— Testo di studio —
╔══

Un caso estremo avviene quando per molto tempo la concentrazione di GTP è bassa: in questo caso tutti i dimeri di tubulina hanno legato la GDP. Per questo motivo si avrà il disassemblamento completo del microtubulo, che quindi scompare (si parla infatti di catastrofe del microtubulo).
I microtubuli di solito raggiungono il cosiddetto equilibrio dinamico, in cui la lunghezza del microtubulo rimane costante (il numero di dimeri che polimerizzano all’estremità + è uguale al numero di dimeri che depolimerizzano all’estremità -; il termine ‘dinamico’ sta appunto ad indicare che, anche se il microtubulo non varia in lunghezza, i dimeri che lo compongono non rimangono gli stessi.[2]
Esistono diversi isotipi di tubulina con diverse funzioni; le isoforme umane della tubulina sono 6 per α-tubulina e 7 per β-tubulina, espresse da altrettanti geni a vari livelli in differenti tessuti e cellule. In base al ruolo si possono identificare quattro tipi di microtubuli:
Gruppo | Ruolo |
---|---|
Stabili | MT costituenti ciglia, flagelli e centromeri. |
Stabilizzati | MT che concorrono, nelle cellule differenziate, a mantenere una disposizione dei restanti organi cellulari confacente alle necessità e attività cellulari. |
Instabili | MT che si ritrovano nelle cellule appena uscite dalla fase M del ciclo cellulare e che, per il processo dell'instabilità dinamica, come braccia che si allungano e ritraggono velocemente, riorganizzano la morfologia cellulare. |
Labili | MT che organizzano il fuso mitotico e rientrano a far parte dell'apparato riproduttivo della cellula; posseggono due doppiette. |
Le diversità funzionali dei microtubuli sono dovute a diverse caratteristiche, fra le quali la presenza di proteine associate ai microtubuli (MAPs), che convertono la rete instabile di microtubuli in una ossatura relativamente permanente con proteine che incapsulano le estremità del microtubulo impedendone la depolimerizzazione.

╚══

— Dati forniti —
╔══

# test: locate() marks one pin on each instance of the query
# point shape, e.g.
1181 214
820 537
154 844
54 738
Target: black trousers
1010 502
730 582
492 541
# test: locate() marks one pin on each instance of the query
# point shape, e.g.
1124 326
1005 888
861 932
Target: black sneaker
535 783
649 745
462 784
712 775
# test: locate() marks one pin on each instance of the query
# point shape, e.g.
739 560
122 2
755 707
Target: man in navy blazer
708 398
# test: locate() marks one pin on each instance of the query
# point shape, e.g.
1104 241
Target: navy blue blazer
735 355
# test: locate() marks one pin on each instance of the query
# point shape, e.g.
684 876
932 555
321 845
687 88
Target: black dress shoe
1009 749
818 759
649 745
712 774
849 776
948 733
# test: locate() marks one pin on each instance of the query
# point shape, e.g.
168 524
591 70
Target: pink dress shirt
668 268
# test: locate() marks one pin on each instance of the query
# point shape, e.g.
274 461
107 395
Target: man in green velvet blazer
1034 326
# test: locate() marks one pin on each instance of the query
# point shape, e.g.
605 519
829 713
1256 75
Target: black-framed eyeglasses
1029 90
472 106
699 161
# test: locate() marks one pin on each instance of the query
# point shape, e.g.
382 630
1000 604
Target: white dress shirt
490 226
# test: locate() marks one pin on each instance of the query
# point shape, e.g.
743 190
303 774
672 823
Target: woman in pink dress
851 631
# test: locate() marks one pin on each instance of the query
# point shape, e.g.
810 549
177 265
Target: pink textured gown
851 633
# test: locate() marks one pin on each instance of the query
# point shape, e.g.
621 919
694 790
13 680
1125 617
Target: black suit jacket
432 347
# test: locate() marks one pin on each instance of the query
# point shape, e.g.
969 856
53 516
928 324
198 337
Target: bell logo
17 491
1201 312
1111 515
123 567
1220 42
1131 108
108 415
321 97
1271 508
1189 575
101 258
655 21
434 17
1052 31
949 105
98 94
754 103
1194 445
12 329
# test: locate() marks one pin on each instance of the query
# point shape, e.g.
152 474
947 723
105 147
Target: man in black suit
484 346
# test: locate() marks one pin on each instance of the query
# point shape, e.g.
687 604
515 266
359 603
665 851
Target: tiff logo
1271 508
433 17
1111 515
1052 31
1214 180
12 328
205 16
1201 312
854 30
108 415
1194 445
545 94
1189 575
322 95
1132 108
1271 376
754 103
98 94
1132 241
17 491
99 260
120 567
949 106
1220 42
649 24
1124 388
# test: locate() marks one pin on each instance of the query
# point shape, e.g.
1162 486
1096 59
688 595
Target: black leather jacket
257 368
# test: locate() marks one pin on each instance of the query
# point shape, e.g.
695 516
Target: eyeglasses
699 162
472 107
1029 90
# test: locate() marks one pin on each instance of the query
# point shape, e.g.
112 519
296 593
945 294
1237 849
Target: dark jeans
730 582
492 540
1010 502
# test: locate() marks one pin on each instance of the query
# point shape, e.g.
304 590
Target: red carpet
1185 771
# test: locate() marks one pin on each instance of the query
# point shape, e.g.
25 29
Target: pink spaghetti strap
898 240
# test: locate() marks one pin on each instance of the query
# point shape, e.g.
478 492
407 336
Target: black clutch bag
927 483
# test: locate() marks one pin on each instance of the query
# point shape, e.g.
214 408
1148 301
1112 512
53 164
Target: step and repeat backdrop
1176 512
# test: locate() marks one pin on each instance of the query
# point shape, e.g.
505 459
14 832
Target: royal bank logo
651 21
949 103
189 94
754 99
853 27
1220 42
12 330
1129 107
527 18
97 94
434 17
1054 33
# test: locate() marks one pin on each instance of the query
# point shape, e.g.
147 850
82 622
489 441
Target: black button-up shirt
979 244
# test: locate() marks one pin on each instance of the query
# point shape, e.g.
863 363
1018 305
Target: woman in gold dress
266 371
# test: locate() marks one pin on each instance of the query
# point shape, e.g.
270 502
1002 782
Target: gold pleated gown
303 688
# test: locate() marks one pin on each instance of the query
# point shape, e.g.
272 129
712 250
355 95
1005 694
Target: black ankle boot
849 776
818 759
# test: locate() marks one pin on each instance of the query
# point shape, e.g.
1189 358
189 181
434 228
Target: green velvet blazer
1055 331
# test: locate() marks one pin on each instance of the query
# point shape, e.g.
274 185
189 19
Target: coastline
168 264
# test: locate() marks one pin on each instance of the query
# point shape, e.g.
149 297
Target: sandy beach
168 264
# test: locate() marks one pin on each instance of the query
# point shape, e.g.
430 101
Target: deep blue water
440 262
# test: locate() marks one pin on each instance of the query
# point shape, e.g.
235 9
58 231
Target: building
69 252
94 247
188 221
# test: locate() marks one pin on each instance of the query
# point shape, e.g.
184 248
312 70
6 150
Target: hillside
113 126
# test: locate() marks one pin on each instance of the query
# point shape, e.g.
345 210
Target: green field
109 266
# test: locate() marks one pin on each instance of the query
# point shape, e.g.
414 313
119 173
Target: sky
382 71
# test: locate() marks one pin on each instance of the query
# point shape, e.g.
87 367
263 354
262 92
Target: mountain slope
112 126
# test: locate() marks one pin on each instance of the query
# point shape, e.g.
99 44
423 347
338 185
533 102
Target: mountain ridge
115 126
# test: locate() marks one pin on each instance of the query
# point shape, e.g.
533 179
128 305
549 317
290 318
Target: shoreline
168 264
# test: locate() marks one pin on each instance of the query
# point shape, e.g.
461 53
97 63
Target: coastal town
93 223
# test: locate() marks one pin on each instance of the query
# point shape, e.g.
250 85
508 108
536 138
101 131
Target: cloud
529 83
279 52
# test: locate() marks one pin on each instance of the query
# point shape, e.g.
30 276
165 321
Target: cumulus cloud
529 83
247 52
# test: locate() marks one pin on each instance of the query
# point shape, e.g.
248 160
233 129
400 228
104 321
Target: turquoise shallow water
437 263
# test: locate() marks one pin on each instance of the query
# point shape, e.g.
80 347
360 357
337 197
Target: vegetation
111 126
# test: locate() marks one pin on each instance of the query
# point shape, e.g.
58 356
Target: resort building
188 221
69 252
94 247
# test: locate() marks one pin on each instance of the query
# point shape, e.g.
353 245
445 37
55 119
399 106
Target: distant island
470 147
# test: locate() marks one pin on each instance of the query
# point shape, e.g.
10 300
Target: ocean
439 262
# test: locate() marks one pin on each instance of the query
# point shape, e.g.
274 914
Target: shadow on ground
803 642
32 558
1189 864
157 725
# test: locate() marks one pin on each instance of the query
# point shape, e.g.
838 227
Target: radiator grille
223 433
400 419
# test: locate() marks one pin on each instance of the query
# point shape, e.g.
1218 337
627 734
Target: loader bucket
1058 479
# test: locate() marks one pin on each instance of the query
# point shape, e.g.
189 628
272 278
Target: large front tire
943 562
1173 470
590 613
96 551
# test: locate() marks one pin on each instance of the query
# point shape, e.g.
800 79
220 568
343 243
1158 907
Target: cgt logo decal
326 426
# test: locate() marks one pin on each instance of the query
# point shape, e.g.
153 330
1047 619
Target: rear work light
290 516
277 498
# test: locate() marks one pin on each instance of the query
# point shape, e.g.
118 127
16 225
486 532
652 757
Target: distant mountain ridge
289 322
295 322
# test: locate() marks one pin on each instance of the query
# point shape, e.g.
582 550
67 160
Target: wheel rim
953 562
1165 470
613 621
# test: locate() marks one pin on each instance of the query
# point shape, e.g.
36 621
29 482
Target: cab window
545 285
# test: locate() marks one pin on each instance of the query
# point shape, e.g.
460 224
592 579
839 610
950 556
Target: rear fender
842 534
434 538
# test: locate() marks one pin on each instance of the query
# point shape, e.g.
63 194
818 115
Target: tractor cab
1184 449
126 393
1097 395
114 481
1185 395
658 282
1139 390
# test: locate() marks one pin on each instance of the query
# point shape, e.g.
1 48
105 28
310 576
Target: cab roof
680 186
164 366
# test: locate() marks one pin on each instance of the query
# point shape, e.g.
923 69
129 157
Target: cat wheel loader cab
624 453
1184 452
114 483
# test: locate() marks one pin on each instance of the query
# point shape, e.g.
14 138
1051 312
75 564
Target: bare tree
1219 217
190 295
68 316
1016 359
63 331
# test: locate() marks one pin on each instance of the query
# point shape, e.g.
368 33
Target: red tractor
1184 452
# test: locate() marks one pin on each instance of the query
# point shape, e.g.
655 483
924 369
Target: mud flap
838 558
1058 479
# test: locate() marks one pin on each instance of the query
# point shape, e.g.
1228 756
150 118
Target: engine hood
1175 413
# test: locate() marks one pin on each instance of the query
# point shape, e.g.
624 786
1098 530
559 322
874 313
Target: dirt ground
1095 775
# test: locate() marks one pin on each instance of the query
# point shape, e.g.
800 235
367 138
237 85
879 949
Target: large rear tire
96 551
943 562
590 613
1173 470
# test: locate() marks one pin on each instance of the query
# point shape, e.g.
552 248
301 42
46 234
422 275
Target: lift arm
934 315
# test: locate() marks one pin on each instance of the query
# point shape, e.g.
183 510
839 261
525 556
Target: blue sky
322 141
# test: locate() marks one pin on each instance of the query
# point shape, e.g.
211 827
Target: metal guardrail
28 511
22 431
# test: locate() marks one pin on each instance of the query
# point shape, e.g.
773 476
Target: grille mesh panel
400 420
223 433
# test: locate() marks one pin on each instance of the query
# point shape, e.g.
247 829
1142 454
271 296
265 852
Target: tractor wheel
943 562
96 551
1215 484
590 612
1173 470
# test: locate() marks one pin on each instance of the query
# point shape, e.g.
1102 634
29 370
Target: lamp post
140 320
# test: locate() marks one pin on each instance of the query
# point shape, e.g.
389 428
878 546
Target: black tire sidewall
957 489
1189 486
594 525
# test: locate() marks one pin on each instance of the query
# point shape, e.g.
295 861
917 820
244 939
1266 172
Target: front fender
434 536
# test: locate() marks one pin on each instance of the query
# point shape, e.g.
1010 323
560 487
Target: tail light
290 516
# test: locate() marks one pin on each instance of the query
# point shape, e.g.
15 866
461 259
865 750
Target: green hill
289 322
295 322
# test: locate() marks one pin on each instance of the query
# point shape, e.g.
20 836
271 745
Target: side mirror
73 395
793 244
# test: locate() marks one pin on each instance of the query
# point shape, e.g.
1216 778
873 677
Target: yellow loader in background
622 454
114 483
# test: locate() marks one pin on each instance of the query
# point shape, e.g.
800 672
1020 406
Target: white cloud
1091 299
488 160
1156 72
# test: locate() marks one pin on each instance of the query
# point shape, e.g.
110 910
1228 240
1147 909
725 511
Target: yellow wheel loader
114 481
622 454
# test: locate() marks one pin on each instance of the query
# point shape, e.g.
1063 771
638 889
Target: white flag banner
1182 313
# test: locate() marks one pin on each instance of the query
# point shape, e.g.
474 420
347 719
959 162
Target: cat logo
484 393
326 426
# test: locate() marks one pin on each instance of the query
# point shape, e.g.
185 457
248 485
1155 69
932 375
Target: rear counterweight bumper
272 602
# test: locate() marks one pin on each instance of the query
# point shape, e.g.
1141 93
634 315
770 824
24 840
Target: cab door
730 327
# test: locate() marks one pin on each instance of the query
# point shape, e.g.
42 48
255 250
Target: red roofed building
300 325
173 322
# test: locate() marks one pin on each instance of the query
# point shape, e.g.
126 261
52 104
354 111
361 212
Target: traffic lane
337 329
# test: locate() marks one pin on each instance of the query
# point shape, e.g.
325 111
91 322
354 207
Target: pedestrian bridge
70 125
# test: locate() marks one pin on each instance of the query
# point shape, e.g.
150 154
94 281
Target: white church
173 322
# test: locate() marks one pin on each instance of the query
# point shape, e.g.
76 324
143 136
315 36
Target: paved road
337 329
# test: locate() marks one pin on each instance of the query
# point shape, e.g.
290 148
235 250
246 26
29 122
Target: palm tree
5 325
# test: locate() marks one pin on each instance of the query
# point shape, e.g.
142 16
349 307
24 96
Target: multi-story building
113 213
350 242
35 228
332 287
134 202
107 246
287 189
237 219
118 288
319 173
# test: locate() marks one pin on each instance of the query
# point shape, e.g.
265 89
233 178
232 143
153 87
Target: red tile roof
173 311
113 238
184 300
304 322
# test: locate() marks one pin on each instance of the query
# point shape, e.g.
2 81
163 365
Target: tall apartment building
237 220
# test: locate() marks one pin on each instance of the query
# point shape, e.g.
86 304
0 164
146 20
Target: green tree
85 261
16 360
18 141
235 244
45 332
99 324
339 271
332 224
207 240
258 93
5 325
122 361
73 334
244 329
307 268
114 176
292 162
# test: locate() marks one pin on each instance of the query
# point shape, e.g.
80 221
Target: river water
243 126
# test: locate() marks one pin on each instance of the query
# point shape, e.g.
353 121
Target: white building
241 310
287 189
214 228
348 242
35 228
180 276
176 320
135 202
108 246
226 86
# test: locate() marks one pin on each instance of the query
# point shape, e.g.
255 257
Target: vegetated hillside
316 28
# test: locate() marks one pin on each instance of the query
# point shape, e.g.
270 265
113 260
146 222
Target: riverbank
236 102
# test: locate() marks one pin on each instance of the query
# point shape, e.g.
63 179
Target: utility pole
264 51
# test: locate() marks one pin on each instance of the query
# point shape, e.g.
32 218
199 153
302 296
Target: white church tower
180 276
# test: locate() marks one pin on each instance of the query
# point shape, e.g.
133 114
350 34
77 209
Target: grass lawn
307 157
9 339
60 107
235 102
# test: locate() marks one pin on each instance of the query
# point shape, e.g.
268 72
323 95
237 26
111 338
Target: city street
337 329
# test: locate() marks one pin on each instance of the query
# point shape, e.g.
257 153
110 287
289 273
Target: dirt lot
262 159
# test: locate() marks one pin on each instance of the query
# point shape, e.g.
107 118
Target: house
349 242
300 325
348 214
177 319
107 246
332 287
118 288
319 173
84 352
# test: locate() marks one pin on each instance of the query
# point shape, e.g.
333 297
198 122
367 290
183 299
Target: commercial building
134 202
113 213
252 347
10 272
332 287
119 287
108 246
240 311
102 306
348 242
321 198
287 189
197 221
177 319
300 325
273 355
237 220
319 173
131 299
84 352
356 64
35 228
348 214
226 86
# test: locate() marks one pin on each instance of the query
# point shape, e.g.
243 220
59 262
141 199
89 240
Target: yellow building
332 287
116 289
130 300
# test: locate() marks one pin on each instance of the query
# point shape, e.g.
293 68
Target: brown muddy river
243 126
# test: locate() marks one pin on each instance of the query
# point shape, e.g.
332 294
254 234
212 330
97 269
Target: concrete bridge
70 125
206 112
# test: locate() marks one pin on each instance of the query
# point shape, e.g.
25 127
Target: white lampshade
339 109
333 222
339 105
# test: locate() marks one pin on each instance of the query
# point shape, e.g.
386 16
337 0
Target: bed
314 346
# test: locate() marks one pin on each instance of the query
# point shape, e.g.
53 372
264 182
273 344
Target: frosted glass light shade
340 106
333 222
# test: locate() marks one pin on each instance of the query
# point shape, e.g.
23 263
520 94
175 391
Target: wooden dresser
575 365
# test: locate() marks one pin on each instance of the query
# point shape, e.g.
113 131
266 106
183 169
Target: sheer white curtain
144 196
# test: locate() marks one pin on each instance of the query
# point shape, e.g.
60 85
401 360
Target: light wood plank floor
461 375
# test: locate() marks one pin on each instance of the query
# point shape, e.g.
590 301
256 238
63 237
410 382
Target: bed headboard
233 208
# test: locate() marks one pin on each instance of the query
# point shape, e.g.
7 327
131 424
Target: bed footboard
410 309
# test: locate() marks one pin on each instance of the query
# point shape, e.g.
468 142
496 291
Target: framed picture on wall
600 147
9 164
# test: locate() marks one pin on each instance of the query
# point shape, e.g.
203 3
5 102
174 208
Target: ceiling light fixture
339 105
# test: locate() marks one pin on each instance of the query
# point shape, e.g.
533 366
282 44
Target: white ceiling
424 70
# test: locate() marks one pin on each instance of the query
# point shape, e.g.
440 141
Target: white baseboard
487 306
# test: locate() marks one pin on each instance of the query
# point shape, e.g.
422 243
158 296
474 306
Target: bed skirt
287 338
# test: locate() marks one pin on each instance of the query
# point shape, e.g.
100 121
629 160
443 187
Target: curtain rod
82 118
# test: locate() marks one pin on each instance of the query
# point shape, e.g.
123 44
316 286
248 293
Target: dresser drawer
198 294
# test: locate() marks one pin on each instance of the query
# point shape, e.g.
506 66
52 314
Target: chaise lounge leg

╚══

— Compiti da svolgere —
[a] Quante isoforme umane di β-tubulina vengono indicate nel testo sui microtubuli?
[b] Prosegui il testo sui microtubuli dopo la sua ultima frase.

— Risposte ai compiti —
[a] Il testo indica 7 isoforme umane di β-tubulina.

[b]
Le MAPs hanno affinità per la tubulina: per cui si associano al microtubulo e lo stabilizzano, impedendo alla tubulina di staccarsi.
Una volta terminato il loro compito di stabilizzazione per i microtubuli, le MAP devono potersi distaccare dal microtubulo stesso: per fare ciò intervengono le MAP-chinasi, le quali aggiungono gruppi fosfato alle MAP. Le MAP fosforilate perdono affinità per i microtubuli, per cui si staccano da essi: in questo modo i microtubuli possono di nuovo allungarsi o accorciarsi, a seconda delle esigenze cellulari.
Fra le MAPs più importanti troviamo: MAP-1, MAP-2, TAU e MAP-4.
Alcuni farmaci agiscono alterando la dinamica dei microtubuli; essi comprendono i farmaci della classe del taxolo usati nella lotta contro il cancro, quali ad esempio il paclitaxel.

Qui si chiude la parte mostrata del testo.